-- start Selection --
Like Amazon, most legacy products were originally developed as monolith applications – complex, chunky, multi-tier systems, built, tested, packaged and shipped as a single unit. All of the business logic ran in a single app server.

The problem? Monolith applications are becoming operational mammoth in the modern age for the following reasons:

  • Scaling is complicated and expensive. You need to scale the entire application even if you want to fix a localized bottleneck.
  • Complex deployments. You are losing time-to-market, as new code deployments need careful orchestration, scheduled downtimes and maintenance windows. You cannot ship new functionality or updates as quickly as a couple of times per week or even per day.
  • Single codebase is often hard to assess for new team members. It requires careful maintenance and meticulous updating to avoid breaking any dependencies. Bloated code bases can hamper IDE performance, and require longer deployment push times if the services are developed in the cloud.
  • Single programming language. The application is written in one programming language that might be outdated. Introducing a new-gen tech stack is challenging.
  • Testing times are slow. Due to the complexity of monolith architecture, testing can take a lot of time. Automated testing techniques, e.g. regression testing are also hard to implement as they require building up a history of a large suite of regression tests. Otherwise, a small change may create a large negative ripple effect on the entire product.

Service Oriented Architecture (SOA) emerged as an alternative to monolith applications in the early 2000s. Essentially, this software architecture also involves the deployment of services – an application that handles a certain process and delivers that service to other components via a communication protocol.

Service-oriented applications typically include a strict hierarchy of services. First come, the topmost level services that control the overall flow of activities and invoke one or more businesses services, depending on the users’ action.
-- end Selection --
-- start Information given --
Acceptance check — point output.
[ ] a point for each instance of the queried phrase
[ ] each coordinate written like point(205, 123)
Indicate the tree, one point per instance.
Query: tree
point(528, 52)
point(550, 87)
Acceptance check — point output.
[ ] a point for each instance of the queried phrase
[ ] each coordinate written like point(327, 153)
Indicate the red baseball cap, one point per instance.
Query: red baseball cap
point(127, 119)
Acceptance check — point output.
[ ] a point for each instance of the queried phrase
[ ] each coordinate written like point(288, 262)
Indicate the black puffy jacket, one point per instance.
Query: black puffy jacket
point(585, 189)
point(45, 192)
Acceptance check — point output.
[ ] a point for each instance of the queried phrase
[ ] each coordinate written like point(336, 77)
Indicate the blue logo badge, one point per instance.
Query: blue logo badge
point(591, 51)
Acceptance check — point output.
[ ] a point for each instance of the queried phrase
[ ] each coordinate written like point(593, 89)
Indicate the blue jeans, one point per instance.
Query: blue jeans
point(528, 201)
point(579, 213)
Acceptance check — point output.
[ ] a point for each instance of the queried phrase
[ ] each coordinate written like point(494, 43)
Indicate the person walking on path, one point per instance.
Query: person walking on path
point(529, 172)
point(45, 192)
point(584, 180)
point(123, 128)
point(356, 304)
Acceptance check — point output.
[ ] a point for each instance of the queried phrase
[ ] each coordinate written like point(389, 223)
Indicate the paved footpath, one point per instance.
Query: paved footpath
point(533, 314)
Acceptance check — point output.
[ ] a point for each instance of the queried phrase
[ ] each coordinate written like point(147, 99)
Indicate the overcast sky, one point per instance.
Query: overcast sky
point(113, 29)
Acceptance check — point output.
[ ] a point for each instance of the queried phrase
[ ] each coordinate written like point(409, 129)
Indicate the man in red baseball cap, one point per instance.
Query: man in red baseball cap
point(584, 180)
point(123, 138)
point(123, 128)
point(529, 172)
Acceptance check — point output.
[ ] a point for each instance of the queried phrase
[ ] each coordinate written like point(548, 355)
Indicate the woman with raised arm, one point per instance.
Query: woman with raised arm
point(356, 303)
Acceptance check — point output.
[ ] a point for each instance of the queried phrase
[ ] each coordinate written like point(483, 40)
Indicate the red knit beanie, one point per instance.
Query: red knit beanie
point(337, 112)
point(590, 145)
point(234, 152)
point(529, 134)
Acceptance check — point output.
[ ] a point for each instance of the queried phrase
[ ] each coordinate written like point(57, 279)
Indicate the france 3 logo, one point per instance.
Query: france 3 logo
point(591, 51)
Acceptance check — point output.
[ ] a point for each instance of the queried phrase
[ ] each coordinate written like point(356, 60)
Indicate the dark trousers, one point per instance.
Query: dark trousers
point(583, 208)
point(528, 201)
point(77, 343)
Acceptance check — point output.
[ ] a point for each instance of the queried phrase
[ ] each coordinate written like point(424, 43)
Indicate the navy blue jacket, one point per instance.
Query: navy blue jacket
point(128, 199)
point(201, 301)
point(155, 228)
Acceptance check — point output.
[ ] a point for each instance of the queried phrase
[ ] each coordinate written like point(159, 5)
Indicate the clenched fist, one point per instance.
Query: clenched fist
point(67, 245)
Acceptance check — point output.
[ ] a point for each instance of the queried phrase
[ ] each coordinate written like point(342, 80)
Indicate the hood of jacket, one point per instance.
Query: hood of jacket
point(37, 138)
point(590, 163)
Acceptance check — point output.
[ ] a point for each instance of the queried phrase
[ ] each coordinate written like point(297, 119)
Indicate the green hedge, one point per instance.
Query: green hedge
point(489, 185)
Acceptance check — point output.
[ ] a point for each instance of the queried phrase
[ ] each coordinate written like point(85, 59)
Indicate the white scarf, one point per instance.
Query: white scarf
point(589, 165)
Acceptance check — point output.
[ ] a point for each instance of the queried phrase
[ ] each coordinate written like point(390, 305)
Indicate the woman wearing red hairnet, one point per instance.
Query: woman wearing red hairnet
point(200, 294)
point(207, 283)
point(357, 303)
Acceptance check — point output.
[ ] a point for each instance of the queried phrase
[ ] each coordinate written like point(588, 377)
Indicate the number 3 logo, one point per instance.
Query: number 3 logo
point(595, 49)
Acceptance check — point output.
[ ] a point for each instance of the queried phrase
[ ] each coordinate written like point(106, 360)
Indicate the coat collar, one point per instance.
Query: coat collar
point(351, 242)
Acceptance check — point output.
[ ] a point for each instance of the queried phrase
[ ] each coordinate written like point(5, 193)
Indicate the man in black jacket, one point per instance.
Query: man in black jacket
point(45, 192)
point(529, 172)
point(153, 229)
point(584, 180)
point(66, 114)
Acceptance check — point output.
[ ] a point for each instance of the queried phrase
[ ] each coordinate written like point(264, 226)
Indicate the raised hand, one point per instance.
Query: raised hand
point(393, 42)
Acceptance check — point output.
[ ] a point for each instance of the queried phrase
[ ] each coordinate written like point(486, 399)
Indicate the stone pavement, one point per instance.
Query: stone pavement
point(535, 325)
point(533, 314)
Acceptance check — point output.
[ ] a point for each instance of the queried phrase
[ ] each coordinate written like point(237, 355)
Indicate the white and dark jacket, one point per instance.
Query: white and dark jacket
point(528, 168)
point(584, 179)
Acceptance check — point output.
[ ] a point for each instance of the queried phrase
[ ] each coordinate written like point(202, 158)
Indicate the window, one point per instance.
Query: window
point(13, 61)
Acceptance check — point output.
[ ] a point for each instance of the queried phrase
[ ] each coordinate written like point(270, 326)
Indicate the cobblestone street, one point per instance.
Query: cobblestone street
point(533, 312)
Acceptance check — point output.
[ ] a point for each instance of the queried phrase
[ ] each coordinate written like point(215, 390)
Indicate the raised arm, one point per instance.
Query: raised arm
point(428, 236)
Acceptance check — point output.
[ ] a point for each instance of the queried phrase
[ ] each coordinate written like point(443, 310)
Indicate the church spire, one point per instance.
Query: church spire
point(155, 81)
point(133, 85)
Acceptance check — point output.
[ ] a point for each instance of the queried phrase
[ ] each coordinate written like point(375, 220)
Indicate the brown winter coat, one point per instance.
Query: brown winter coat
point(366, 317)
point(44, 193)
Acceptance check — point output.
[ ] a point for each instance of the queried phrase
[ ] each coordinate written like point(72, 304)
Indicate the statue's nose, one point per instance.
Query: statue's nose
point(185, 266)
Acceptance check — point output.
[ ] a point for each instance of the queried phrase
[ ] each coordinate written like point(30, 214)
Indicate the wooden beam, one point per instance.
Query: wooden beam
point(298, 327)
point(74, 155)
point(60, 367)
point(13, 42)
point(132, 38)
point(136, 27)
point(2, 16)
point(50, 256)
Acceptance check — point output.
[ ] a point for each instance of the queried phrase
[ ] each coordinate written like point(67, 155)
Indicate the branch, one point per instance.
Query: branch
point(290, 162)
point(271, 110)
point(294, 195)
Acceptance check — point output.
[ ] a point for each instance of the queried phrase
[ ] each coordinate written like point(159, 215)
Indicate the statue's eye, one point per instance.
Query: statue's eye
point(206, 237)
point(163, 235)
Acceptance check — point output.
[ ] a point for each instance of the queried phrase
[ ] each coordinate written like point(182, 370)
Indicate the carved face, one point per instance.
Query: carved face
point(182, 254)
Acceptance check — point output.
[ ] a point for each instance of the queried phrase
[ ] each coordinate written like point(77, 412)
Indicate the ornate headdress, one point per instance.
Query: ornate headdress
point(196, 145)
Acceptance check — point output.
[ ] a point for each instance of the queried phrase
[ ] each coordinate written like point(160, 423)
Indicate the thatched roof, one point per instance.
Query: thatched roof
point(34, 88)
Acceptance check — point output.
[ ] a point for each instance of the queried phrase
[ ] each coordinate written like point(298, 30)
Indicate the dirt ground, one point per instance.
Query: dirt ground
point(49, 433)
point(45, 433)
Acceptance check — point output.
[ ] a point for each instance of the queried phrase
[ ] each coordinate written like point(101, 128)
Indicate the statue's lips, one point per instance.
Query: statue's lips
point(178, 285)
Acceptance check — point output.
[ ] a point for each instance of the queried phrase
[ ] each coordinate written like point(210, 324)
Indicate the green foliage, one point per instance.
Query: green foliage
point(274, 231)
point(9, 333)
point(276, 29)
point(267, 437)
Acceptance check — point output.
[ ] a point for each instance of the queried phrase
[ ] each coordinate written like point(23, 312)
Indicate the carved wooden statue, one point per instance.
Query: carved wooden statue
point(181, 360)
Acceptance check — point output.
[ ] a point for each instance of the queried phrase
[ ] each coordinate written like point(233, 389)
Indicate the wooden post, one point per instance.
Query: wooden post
-- end Information given --
Goals:
1. According to the passage on monolith applications, when did Service Oriented Architecture emerge as an alternative?
2. Repeat the passage on monolith applications from "Service Oriented Architecture" up to and including "a communication protocol.".
The stored items are separate material, apart from the passage on monolith applications.

Solution set:
1. In the early 2000s.

2.
Service Oriented Architecture (SOA) emerged as an alternative to monolith applications in the early 2000s. Essentially, this software architecture also involves the deployment of services – an application that handles a certain process and delivers that service to other components via a communication protocol.